> Task instructions: Could you output each line of the data that follows exactly?

> Exercise data:
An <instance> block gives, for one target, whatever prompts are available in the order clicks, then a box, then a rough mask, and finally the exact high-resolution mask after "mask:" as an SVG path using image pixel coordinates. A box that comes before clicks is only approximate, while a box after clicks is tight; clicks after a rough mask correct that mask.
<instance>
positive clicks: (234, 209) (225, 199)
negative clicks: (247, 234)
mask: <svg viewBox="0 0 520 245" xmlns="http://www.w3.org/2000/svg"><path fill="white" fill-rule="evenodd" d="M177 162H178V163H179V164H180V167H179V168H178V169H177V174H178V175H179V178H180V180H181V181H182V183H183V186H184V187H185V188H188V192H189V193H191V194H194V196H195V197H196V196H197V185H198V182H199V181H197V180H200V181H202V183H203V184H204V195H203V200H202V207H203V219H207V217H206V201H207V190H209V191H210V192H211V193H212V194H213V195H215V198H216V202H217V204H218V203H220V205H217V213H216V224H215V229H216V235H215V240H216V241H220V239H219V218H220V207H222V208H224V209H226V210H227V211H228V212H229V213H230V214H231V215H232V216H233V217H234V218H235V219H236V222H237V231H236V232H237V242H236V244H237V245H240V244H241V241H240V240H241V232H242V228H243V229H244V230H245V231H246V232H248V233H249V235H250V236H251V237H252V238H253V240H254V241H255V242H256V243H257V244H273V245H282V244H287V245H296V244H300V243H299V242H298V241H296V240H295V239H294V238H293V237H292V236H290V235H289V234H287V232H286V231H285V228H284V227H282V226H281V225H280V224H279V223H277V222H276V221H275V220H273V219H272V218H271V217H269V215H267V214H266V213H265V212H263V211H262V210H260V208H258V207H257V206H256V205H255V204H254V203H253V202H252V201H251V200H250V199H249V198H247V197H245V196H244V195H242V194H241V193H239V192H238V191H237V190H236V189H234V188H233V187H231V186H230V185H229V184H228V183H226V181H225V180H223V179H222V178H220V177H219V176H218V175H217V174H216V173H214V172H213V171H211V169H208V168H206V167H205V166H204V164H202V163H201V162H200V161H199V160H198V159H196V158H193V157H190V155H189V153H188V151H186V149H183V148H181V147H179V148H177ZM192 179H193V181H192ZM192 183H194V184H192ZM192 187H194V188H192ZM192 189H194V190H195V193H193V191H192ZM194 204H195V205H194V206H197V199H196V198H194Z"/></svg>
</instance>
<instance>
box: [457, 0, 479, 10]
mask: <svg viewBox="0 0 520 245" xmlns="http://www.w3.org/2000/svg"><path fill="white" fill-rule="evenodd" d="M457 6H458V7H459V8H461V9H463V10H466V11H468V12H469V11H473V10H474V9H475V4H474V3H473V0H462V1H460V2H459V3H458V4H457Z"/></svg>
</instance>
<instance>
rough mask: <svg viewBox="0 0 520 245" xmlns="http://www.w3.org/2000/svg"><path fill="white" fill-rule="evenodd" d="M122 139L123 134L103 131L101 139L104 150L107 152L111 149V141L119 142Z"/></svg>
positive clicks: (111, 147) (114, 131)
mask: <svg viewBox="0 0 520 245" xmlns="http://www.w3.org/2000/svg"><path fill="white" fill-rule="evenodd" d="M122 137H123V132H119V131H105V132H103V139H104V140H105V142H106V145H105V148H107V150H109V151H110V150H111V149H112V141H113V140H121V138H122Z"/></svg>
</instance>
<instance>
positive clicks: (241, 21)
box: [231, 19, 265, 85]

> Exercise solution:
An <instance> block gives, for one target, whatever prompts are available in the order clicks, then a box, then a rough mask, and finally the exact high-resolution mask after "mask:" as an SVG path using image pixel coordinates. A box that comes before clicks is only approximate, while a box after clicks is tight; clicks after a rough mask correct that mask.
<instance>
positive clicks: (234, 209) (225, 199)
negative clicks: (247, 234)
mask: <svg viewBox="0 0 520 245" xmlns="http://www.w3.org/2000/svg"><path fill="white" fill-rule="evenodd" d="M177 162H178V163H179V164H180V167H179V168H178V169H177V174H178V175H179V178H180V180H181V181H182V183H183V186H184V187H185V188H188V192H189V193H191V194H194V196H195V197H196V196H197V185H198V182H199V181H197V180H200V181H202V183H203V184H204V195H203V200H202V207H203V219H207V217H206V201H207V190H209V191H210V192H211V193H212V194H213V195H215V198H216V202H217V204H218V203H220V205H217V213H216V224H215V229H216V235H215V240H216V241H220V239H219V218H220V207H222V208H224V209H226V210H227V211H228V212H229V213H230V214H231V215H232V216H233V217H234V218H235V219H236V222H237V231H236V232H237V242H236V244H237V245H240V244H241V241H240V240H241V232H242V228H243V229H244V230H245V231H246V232H248V233H249V235H250V236H251V237H252V238H253V240H254V241H255V242H256V243H257V244H273V245H282V244H287V245H296V244H300V243H299V242H298V241H296V240H295V239H294V238H293V237H292V236H290V235H289V234H287V232H286V231H285V228H284V227H282V226H281V225H280V224H279V223H277V222H276V221H275V220H273V219H272V218H271V217H269V215H267V214H266V213H265V212H263V211H262V210H260V208H258V207H257V206H256V205H255V204H254V203H253V202H252V201H251V200H250V199H249V198H247V197H245V196H244V195H242V194H241V193H239V192H238V191H237V190H236V189H234V188H233V187H231V186H230V185H229V184H228V183H226V181H225V180H223V179H222V178H220V177H219V176H218V175H217V174H216V173H214V172H213V171H211V169H208V168H206V167H205V166H204V164H202V163H201V162H200V161H199V160H198V159H196V158H193V157H190V155H189V153H188V151H186V149H183V148H181V147H179V148H177ZM192 179H193V181H192ZM192 183H194V184H192ZM192 187H194V188H192ZM192 189H194V190H195V193H193V191H192ZM194 204H195V205H194V206H197V199H196V198H194Z"/></svg>
</instance>
<instance>
box: [457, 0, 479, 10]
mask: <svg viewBox="0 0 520 245" xmlns="http://www.w3.org/2000/svg"><path fill="white" fill-rule="evenodd" d="M457 6H458V7H459V8H461V9H463V10H466V11H468V12H469V11H473V10H474V9H475V4H474V3H473V0H462V1H460V2H459V3H458V4H457Z"/></svg>
</instance>
<instance>
rough mask: <svg viewBox="0 0 520 245" xmlns="http://www.w3.org/2000/svg"><path fill="white" fill-rule="evenodd" d="M122 139L123 134L103 131L101 139L104 150L107 152L111 149V141L119 142Z"/></svg>
positive clicks: (111, 147) (114, 131)
mask: <svg viewBox="0 0 520 245" xmlns="http://www.w3.org/2000/svg"><path fill="white" fill-rule="evenodd" d="M122 137H123V132H119V131H105V132H103V139H104V140H105V142H106V145H105V148H107V150H109V151H110V150H111V149H112V141H113V140H121V138H122Z"/></svg>
</instance>
<instance>
positive clicks: (241, 21)
box: [231, 19, 265, 85]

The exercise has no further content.